The lines to reproduce run from the one containing "Target: dry fallen leaf" through the final line of the entries; write them out exactly and add nothing.

======

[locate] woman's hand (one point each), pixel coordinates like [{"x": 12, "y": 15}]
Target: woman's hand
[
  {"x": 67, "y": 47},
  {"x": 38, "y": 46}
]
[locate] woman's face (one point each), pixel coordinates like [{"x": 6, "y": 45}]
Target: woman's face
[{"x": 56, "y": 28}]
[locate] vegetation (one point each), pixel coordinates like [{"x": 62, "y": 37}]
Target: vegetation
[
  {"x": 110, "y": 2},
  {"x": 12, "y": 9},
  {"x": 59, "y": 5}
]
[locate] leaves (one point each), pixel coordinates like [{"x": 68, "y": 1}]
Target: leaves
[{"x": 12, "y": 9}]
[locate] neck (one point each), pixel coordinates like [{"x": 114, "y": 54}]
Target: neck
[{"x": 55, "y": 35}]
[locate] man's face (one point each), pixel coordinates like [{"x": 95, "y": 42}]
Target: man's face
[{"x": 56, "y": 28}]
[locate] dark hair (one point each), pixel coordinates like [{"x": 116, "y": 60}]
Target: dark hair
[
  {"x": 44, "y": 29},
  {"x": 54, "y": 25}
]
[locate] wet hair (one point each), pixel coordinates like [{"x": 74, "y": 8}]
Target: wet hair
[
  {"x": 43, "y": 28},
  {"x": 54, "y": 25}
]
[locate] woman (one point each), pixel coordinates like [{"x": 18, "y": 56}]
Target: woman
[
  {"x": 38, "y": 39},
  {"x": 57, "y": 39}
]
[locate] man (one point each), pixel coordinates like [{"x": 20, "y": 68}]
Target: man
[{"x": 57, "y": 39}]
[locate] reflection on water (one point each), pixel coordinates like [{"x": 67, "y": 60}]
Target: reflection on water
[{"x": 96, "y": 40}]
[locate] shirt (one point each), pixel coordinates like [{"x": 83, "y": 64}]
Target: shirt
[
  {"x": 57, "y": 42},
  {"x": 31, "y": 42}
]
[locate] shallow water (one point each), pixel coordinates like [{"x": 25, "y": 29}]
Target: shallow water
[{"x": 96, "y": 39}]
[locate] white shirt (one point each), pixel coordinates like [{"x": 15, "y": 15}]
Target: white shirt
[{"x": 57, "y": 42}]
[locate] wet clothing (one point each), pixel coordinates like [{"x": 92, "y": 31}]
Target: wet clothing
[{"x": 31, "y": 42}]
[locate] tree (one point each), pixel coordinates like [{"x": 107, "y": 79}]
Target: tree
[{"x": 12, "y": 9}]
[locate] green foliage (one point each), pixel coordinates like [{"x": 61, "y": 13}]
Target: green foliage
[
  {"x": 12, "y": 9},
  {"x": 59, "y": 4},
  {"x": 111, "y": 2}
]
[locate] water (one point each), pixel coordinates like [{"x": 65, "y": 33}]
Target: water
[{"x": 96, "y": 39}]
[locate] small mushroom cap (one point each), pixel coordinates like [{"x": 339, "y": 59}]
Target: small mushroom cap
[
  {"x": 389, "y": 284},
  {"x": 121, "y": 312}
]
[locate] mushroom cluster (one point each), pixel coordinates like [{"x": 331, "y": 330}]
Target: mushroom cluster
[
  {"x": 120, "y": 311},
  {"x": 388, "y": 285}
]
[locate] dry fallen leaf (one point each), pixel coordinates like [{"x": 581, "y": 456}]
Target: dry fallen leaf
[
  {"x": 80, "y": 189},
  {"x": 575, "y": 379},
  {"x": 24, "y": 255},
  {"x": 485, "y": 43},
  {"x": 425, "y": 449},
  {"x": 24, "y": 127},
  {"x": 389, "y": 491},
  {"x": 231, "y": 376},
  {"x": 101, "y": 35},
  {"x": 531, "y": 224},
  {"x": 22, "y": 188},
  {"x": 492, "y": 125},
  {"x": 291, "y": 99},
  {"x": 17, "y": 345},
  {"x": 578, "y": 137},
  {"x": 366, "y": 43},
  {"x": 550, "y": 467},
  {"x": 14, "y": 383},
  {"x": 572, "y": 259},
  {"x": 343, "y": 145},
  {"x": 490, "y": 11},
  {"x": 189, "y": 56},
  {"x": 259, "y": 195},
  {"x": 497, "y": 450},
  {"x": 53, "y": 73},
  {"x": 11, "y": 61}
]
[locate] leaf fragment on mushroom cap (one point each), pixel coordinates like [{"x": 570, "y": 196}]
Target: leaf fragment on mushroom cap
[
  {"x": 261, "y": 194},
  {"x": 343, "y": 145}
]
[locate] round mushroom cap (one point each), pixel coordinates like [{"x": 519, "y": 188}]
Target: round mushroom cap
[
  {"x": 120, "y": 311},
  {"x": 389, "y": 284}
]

======

> Response area:
Target: dry fallen leaf
[
  {"x": 80, "y": 189},
  {"x": 575, "y": 379},
  {"x": 24, "y": 255},
  {"x": 485, "y": 43},
  {"x": 425, "y": 449},
  {"x": 24, "y": 127},
  {"x": 389, "y": 491},
  {"x": 231, "y": 376},
  {"x": 101, "y": 35},
  {"x": 531, "y": 224},
  {"x": 22, "y": 188},
  {"x": 492, "y": 125},
  {"x": 291, "y": 99},
  {"x": 17, "y": 345},
  {"x": 578, "y": 137},
  {"x": 366, "y": 43},
  {"x": 550, "y": 467},
  {"x": 14, "y": 383},
  {"x": 572, "y": 259},
  {"x": 343, "y": 145},
  {"x": 490, "y": 11},
  {"x": 189, "y": 56},
  {"x": 259, "y": 195},
  {"x": 497, "y": 450},
  {"x": 53, "y": 73},
  {"x": 11, "y": 61}
]
[locate] leaf fragment on mushroom cap (one point each), pixel coordinates like [{"x": 570, "y": 196}]
Target: leaf fragment on mushroom cap
[
  {"x": 261, "y": 194},
  {"x": 343, "y": 145}
]
[locate] round mushroom cap (one point each), pixel coordinates like [{"x": 519, "y": 188}]
Target: round mushroom cap
[
  {"x": 120, "y": 311},
  {"x": 389, "y": 284}
]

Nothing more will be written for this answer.